What is needed — Carry on writing the essay on Ben Lerner's The Topeka School, starting right after its last sentence.

Provided text —
_ _ _ _ _

Topeka, Kansas, 1966
This morning I closed a contribution to a forum in the next issue of The Drift. The editors asked me if autofiction is over and whether the pandemic killed it. You can read my remarks when the issue comes out, but it reminded me of the piece below, which ran in the Fall 2019 issue of Sewanee Review. I doubt either that autofiction or novels reflecting on the Trump administration are going to stop being written anytime soon, but this book might have represented both their peak and their conjuncture.
HOMO TRUMPIENS:
BEN LERNER’S THE TOPEKA SCHOOL
It’s tempting when considering the last thirty years of American fiction to adopt the speculative framework proposed by David Foster Wallace in his 1993 essay “E Unibus Pluram: Television and U.S. Fiction” and extend it to the present. The dominant mode among the young writers of his generation—Bret Easton Ellis, Mark Leyner, and A. M. Homes, among others: what some were then calling “post-postmodernism”—was in his view flat, numb, cynical, saturated in pop imagery, an analog to the “televisual attitude,” a form of rebellion against structures of authority whose meanings it had tired of even bothering to examine. The style was a sign of exhaustion, fiction devolved to mere stand-up comedy in prose. Wallace predicted the next rebels would be “anti-rebels” who endorsed “single-entendre values” instead of irony, self-consciousness, and fatigue. They would treat “old untrendy human troubles and emotions in U.S. life with reverence and conviction.” They would be sincere.

_ _ _ _ _

(Dataset entries)
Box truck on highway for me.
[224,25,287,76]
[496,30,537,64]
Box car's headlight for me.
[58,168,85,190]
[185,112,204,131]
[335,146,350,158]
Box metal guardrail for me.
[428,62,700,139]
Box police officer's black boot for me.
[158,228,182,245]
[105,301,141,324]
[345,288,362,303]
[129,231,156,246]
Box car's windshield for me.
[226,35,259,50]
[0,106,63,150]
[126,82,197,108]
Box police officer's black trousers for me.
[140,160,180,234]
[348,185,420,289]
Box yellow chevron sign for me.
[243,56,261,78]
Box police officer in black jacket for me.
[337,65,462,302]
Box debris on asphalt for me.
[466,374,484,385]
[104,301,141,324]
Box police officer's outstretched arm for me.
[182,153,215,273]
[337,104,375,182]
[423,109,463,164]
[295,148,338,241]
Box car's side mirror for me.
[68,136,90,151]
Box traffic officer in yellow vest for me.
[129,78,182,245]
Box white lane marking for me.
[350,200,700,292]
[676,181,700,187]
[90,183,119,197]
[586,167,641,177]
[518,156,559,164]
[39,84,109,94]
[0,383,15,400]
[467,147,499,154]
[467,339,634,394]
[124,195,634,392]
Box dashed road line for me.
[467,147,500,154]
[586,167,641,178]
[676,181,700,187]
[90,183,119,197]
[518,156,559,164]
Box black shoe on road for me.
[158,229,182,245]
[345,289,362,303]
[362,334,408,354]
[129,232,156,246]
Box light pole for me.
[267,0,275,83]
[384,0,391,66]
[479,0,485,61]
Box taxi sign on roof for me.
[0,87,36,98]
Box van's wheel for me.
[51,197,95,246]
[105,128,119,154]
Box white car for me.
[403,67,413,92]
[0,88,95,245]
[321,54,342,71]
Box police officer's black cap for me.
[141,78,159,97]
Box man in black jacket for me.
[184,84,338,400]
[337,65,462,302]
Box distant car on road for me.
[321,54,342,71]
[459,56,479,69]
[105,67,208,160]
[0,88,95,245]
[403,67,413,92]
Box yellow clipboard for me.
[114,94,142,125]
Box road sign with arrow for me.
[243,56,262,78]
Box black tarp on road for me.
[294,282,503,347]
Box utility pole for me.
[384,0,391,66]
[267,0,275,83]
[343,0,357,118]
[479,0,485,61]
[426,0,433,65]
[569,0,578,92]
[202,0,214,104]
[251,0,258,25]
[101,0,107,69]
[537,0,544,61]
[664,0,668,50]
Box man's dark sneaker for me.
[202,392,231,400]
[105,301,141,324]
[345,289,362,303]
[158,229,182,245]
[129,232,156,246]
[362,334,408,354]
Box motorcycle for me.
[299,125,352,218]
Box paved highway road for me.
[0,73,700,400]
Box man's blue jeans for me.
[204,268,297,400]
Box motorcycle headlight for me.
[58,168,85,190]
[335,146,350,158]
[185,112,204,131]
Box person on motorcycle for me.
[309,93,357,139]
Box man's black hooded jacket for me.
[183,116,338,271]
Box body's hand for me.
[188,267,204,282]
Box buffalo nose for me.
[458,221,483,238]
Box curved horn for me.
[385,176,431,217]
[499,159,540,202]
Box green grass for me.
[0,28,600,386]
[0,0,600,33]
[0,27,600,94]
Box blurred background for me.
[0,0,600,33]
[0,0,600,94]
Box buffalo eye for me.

_ _ _ _ _

Answer for this exercise —
The sincere turn did arrive, though not exactly as Wallace predicted. It didn’t do away with cynicism so much as set it up as an ogre to be defeated, as in the dystopian rescue narratives of George Saunders’s stories. It didn’t do away with pop imagery so much as valorize it, as in the superhero bildungsromans of Jonathan Lethem and Michael Chabon. And it didn’t conjure new sources of reverence so much as locate them in the tragedies of the past and then sentimentalize them, as in the third-generation Holocaust narratives of Jonathan Safran Foer and Nicole Krauss (and again Chabon). If authority was still suspect under George W. Bush, at least the end of history was over, and a sense of American innocence had been regained after 9/11, the attacks that launched a thousand novels.
But if sincerity had to be buttressed by surrealism, superheroes, ahistorical improvisations, and artificial innocence, how sincere was it really? Soon enough there was Obama, who represented a restoration of the sort of authority American writers could revere, perhaps even identify with. There followed a turn to the authentic. Various strategies emerged among novelists, but none has drawn the critical heat directed at autofiction—a term that originated in French in the 1970s and in English has been applied largely to what the Germans call Künstlerromans, “artist’s novels” that dramatize the author’s formation and inscribe the creation of the novel on the book itself. Writers like Sheila Heti (a Canadian), Tao Lin, Jenny Offill, Teju Cole, and Elif Batuman have drawn on energies that had veered into the memoir, taken recourse to the diaristic and the essayistic, and deployed alter egos easily blurred with their authors. None of these strategies are exactly new, but they represent a departure from the dominant strain of realism, if not a drastic one.